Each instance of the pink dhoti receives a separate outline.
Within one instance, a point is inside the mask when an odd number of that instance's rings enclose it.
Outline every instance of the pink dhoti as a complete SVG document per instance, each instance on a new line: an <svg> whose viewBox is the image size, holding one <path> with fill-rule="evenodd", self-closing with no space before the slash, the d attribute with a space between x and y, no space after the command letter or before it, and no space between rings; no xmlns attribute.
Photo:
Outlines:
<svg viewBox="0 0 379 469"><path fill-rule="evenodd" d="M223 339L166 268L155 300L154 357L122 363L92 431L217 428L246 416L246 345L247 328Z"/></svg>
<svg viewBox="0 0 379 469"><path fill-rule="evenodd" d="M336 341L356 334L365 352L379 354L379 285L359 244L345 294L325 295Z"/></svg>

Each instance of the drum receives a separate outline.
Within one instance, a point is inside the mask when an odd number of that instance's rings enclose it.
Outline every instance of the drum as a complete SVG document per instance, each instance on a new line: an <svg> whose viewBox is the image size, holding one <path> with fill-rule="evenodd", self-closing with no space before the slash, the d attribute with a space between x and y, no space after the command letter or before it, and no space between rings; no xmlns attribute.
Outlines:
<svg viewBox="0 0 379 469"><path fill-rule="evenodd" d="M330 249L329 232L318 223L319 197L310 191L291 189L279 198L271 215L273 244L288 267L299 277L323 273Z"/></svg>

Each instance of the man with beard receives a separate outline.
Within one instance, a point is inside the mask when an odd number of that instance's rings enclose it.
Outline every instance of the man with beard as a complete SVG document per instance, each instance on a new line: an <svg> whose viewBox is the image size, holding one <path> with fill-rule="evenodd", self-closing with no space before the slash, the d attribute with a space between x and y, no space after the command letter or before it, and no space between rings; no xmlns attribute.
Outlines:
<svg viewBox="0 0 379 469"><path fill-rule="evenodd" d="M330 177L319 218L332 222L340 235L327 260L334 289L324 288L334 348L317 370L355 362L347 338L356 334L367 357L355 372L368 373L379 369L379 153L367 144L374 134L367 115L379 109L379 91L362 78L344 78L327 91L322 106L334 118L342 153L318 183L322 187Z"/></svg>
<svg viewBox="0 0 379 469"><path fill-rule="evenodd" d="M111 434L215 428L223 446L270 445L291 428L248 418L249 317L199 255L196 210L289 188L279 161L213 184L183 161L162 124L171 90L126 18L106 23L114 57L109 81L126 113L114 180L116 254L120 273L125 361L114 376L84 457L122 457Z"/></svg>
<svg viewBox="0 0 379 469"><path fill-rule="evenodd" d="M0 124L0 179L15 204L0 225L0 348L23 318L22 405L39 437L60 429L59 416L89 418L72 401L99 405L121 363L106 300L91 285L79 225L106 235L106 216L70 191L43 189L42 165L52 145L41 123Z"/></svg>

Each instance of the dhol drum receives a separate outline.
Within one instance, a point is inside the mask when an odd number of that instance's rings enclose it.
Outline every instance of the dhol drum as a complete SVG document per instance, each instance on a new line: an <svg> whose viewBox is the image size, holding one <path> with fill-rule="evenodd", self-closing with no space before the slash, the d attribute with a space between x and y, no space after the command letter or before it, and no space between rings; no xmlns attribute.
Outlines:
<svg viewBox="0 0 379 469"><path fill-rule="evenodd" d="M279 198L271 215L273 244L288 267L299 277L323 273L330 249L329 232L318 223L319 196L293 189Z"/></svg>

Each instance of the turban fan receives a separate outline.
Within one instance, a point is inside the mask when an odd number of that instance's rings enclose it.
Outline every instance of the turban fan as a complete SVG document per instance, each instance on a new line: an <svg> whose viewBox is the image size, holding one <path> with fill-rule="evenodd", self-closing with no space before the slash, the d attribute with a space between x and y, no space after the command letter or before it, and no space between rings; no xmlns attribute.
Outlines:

* **What needs to be done**
Could you write out the records again, beginning at the line that has "Each instance of the drum" and stopping after the line that has "232L318 223L319 197L310", with "drum" changed to "dhol" and everything else left the same?

* **Full answer**
Each instance of the dhol receives a separate outline.
Within one instance, a point is inside the mask when an odd number of that instance's rings enclose it.
Outline every instance of the dhol as a complete SVG document per instance, each instance on a new line: an <svg> whose viewBox is the image size, holding one <path> with fill-rule="evenodd", self-closing with no space before the slash, the d attribute with a space between x and y, no space after the command letter or before it, and no space between rings; no xmlns attribute.
Outlines:
<svg viewBox="0 0 379 469"><path fill-rule="evenodd" d="M330 249L329 232L318 223L319 197L310 191L291 189L279 198L271 215L273 244L288 267L299 277L323 273Z"/></svg>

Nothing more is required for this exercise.